[Dataset entries]

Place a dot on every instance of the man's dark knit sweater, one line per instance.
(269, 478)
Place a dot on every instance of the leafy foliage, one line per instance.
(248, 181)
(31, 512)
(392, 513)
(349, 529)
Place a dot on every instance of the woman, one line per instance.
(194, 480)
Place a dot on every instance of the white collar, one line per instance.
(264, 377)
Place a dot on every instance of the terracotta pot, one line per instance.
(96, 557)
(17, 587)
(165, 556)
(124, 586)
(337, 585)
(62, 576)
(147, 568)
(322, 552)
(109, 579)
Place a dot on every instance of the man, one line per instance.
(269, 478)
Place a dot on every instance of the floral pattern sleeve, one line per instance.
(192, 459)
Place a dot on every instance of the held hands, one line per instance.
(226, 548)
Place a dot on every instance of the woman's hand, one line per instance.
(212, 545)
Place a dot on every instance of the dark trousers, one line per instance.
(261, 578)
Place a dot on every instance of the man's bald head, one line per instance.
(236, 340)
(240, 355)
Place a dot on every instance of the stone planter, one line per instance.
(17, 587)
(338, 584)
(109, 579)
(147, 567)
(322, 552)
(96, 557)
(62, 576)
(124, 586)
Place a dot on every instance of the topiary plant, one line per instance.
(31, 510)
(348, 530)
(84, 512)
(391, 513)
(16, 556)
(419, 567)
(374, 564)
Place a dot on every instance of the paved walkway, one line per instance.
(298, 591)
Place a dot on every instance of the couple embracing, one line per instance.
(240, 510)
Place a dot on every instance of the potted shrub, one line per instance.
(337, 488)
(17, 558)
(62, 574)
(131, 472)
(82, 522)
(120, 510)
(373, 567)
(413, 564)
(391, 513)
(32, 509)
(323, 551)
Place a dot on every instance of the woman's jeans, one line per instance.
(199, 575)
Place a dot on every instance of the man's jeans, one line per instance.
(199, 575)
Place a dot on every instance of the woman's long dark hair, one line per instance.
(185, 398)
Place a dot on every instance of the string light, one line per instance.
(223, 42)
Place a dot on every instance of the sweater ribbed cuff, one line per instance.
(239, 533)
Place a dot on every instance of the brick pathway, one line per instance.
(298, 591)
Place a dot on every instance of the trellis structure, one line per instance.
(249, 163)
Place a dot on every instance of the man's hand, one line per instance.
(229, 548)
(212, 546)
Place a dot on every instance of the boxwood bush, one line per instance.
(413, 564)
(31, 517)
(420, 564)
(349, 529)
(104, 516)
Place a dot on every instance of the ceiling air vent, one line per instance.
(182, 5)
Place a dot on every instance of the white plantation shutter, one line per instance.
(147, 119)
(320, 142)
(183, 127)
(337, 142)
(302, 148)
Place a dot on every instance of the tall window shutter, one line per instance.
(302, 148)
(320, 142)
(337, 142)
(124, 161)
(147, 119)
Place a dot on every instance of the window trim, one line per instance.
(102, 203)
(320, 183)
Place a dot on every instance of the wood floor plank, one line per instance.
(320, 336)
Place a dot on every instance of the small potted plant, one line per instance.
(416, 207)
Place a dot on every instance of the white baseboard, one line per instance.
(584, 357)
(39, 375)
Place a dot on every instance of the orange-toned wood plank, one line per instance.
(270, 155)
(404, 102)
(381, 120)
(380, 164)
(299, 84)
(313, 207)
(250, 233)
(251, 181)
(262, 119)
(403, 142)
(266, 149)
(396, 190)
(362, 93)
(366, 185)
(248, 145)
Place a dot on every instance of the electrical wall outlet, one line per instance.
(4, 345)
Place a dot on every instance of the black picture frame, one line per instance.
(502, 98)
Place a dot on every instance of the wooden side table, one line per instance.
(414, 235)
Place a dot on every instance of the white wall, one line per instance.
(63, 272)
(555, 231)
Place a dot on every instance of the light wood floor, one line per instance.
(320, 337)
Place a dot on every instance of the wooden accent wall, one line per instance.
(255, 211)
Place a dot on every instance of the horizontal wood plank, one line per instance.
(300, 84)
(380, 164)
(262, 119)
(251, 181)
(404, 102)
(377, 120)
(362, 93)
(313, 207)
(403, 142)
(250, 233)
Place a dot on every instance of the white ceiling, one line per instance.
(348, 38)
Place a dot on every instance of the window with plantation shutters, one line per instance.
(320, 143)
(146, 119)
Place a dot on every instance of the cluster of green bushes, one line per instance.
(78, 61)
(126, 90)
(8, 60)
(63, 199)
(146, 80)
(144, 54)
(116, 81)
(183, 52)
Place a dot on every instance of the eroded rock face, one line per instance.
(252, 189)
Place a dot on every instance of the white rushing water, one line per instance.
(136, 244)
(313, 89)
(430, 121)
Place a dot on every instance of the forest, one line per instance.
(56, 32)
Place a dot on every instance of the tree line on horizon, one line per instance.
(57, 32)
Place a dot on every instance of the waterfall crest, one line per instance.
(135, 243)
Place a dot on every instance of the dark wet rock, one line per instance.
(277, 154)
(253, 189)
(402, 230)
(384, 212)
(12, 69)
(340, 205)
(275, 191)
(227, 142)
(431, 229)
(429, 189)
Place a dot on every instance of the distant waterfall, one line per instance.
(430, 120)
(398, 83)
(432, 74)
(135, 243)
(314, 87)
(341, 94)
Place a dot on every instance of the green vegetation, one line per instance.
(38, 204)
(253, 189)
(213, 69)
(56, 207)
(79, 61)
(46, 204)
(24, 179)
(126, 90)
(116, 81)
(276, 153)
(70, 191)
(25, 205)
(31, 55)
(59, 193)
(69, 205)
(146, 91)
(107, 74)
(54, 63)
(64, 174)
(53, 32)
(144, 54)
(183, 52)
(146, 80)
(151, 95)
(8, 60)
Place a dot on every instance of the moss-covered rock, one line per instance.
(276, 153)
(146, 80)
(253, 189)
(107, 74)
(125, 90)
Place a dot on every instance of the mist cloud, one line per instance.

CHALLENGE:
Repeat word for word every line from the one that holds "Place a dot on every instance of the dark wet" to the end. Both ends count.

ANSWER TO THIS EXERCISE:
Place a dot on every instance of the dark wet rock, one line per instance.
(277, 154)
(253, 189)
(402, 230)
(384, 212)
(12, 69)
(340, 205)
(275, 191)
(227, 142)
(431, 229)
(429, 189)
Place a dot on every instance of the distant waterfall, one line per instance.
(430, 120)
(398, 83)
(432, 74)
(135, 243)
(314, 87)
(341, 94)
Place a dot on every instance of the green vegetation, one line per instance.
(38, 204)
(253, 189)
(213, 69)
(56, 207)
(79, 61)
(46, 204)
(24, 179)
(126, 90)
(116, 81)
(276, 153)
(70, 191)
(25, 205)
(31, 55)
(59, 193)
(69, 205)
(146, 91)
(107, 74)
(54, 63)
(64, 174)
(53, 32)
(144, 54)
(183, 52)
(146, 80)
(151, 95)
(8, 60)
Place a dot on every instance of the moss-covered rock, one line per instance.
(276, 153)
(146, 80)
(253, 189)
(107, 74)
(125, 90)
Place a dot on every instance of the mist cloud, one line per instance.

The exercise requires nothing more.